DATASET CONTENT -
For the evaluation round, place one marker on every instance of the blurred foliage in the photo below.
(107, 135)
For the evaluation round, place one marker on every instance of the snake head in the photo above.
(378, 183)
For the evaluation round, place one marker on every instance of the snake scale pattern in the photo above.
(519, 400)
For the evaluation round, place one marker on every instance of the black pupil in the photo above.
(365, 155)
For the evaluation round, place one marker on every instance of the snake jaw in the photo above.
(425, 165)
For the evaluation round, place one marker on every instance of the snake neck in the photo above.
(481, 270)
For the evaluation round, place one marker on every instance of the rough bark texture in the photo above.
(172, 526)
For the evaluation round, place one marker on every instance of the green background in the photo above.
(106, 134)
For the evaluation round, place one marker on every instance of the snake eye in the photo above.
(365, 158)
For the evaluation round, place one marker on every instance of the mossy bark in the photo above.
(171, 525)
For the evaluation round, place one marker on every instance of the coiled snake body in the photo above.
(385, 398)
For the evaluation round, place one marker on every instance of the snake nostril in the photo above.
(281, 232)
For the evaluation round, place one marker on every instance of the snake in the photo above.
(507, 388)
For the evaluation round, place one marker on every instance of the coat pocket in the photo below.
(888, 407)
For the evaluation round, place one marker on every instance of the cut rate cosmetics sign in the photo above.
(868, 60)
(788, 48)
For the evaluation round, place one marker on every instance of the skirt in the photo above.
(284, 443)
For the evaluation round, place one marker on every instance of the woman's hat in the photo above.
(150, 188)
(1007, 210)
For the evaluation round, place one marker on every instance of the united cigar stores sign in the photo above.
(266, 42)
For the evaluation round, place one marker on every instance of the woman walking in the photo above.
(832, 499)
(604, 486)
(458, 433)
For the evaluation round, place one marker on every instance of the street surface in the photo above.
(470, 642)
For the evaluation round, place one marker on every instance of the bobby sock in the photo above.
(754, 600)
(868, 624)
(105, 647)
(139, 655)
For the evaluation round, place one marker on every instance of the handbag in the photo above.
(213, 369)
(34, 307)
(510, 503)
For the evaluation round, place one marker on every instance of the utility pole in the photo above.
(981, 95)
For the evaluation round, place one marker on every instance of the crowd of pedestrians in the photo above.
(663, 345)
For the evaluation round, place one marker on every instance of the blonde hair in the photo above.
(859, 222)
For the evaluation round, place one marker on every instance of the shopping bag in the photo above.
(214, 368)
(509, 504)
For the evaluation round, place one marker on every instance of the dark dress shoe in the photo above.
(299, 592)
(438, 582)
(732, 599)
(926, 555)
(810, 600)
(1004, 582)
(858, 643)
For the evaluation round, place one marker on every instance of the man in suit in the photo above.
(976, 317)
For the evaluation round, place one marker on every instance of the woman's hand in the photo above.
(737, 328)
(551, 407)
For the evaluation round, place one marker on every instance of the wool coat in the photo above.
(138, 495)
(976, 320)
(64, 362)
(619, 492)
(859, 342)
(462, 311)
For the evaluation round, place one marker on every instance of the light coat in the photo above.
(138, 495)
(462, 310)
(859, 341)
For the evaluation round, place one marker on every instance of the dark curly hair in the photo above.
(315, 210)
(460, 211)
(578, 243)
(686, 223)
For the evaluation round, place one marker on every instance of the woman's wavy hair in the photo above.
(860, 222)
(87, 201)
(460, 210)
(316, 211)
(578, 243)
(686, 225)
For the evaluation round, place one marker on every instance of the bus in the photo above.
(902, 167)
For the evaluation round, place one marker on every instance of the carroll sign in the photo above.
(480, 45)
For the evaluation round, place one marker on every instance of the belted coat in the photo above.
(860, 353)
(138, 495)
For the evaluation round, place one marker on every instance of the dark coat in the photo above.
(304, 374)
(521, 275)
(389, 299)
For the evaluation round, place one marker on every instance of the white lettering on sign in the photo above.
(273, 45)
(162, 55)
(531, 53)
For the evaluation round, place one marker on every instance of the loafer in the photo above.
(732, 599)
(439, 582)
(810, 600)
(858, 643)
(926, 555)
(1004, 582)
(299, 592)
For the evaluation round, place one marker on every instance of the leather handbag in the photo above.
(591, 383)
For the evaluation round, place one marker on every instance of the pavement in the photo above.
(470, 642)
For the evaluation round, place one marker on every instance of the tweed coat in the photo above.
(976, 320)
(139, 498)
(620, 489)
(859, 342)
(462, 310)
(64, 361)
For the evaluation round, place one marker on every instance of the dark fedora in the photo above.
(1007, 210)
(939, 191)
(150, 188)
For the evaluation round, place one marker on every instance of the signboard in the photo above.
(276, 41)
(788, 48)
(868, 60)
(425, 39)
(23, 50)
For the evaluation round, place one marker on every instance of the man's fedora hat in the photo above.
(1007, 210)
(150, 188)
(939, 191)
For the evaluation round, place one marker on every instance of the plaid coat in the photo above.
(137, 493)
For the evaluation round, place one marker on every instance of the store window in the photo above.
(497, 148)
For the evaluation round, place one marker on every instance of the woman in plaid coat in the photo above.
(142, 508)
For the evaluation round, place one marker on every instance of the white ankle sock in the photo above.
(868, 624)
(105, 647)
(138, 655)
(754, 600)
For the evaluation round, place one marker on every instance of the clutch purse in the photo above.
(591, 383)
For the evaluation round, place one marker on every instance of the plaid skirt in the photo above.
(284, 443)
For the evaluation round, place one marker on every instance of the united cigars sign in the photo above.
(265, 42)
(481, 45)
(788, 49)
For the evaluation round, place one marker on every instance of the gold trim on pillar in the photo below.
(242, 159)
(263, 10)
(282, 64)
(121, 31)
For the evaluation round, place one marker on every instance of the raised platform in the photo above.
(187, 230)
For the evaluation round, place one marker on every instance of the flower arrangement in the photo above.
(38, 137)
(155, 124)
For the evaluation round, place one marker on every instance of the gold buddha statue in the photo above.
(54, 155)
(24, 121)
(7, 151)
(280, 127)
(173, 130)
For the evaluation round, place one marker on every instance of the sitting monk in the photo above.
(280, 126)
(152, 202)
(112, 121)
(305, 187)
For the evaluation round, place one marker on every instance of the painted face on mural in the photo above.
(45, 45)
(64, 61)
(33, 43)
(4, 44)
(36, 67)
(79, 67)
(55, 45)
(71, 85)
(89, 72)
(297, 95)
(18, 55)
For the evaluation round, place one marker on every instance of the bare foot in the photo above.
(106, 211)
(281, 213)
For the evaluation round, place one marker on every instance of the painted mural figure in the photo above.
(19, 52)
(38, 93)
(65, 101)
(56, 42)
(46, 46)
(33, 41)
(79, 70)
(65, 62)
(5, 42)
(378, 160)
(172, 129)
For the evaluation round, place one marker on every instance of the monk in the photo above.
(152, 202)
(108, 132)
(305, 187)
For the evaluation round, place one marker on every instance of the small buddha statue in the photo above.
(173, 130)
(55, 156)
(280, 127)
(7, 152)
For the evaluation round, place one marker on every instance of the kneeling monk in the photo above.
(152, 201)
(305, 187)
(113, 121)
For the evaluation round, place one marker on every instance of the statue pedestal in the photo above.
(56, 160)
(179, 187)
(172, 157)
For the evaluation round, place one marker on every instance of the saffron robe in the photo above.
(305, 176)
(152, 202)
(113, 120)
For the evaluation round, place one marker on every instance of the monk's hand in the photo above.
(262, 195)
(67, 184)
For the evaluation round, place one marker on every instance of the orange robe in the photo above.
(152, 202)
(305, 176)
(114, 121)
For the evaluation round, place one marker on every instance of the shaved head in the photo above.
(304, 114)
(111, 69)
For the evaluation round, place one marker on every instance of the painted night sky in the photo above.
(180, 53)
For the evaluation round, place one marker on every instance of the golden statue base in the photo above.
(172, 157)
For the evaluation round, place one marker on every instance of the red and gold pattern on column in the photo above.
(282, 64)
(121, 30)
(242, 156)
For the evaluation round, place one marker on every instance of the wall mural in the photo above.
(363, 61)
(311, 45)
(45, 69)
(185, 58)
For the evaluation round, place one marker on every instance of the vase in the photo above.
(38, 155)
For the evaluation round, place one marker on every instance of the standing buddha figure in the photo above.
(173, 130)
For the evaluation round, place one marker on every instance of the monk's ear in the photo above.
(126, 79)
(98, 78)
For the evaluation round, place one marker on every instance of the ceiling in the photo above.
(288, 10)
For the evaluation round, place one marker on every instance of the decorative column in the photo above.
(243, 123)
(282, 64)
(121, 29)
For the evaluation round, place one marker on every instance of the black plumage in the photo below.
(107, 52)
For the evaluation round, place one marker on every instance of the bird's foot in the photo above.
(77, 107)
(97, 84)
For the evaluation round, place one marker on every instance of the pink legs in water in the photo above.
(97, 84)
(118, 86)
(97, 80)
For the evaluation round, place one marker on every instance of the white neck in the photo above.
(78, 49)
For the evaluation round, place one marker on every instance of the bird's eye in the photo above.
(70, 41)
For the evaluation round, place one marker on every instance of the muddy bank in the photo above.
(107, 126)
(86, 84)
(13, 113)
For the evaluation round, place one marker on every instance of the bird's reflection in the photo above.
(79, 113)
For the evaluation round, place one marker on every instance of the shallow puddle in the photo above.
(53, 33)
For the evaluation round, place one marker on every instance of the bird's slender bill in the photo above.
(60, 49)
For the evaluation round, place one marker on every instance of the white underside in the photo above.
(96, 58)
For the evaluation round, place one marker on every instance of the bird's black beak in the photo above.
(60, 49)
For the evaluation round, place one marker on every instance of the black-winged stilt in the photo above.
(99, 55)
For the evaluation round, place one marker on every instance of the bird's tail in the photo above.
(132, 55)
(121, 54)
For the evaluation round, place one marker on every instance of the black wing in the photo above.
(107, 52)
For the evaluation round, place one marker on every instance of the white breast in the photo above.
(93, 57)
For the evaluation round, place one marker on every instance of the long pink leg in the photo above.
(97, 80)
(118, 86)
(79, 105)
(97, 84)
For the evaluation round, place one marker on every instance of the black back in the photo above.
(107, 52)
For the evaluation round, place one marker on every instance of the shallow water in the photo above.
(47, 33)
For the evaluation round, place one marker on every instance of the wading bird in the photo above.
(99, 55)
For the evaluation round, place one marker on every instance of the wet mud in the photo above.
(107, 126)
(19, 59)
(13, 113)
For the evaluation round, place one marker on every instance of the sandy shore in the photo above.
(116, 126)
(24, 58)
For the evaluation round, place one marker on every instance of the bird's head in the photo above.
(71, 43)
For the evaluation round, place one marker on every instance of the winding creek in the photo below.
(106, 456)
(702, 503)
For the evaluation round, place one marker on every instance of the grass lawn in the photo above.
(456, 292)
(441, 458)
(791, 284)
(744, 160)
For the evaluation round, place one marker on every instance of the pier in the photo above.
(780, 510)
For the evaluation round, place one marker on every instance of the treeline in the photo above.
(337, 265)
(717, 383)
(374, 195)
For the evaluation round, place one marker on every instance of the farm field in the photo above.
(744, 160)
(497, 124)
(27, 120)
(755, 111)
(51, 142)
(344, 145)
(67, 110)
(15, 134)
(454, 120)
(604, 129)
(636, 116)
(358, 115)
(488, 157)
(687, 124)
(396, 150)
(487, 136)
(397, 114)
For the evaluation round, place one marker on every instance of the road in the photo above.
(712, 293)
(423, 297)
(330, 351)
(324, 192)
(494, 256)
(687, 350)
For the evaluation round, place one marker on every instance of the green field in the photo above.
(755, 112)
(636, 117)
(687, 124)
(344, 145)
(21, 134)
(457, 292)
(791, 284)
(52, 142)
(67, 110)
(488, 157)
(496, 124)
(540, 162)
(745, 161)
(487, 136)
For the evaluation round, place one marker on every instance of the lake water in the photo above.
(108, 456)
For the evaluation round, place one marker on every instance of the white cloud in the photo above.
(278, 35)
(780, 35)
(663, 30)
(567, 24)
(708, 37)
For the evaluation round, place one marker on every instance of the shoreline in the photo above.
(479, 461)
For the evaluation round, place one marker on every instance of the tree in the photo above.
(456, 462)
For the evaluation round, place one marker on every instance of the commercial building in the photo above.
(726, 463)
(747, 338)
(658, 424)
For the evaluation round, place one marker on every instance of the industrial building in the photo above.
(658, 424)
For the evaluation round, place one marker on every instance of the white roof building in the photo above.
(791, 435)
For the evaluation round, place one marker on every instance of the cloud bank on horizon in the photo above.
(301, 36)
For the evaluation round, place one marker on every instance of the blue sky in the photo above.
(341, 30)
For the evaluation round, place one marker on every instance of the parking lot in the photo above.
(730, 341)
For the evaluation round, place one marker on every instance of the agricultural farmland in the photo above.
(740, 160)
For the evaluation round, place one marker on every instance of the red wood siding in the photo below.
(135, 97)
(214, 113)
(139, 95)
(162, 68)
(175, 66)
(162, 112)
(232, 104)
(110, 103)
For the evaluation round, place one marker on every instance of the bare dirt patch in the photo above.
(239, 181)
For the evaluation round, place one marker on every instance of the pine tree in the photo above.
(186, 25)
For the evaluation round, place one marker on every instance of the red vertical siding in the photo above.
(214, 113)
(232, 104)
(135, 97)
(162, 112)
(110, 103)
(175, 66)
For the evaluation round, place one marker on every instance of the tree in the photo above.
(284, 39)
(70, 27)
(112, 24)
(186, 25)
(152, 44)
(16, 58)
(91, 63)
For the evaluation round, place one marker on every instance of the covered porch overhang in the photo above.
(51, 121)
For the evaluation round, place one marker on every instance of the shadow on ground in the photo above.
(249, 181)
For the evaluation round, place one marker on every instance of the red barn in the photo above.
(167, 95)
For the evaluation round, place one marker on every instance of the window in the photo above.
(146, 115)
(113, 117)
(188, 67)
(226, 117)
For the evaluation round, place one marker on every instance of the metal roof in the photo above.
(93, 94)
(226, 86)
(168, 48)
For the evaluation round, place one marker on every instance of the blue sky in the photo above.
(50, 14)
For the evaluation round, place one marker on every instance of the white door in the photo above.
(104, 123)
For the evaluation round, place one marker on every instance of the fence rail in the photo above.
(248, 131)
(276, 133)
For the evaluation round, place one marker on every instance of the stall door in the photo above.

GIVEN EXERCISE - Exactly reproduce the lines from the one containing "overhang in the photo above." through the end of the records, and only those lines.

EXERCISE OUTPUT -
For the evaluation round, place one marker on every instance of the covered porch overhang in the photo above.
(51, 121)
For the evaluation round, place one marker on every instance of the shadow on ground in the photo above.
(249, 181)
For the evaluation round, place one marker on every instance of the red barn in the photo above.
(167, 95)
For the evaluation round, place one marker on every instance of the window in the photo above.
(146, 115)
(113, 117)
(188, 67)
(226, 117)
For the evaluation round, place one marker on every instance of the metal roof in the photo above.
(93, 94)
(226, 86)
(168, 48)
For the evaluation round, place one marker on every instance of the blue sky in the photo above.
(50, 14)
For the evaluation round, place one marker on every instance of the white door in the photo above.
(104, 123)
For the evaluation round, place one marker on every instance of the fence rail in the photo above.
(248, 131)
(276, 133)
For the evaluation round, place one marker on every instance of the stall door in the photo above.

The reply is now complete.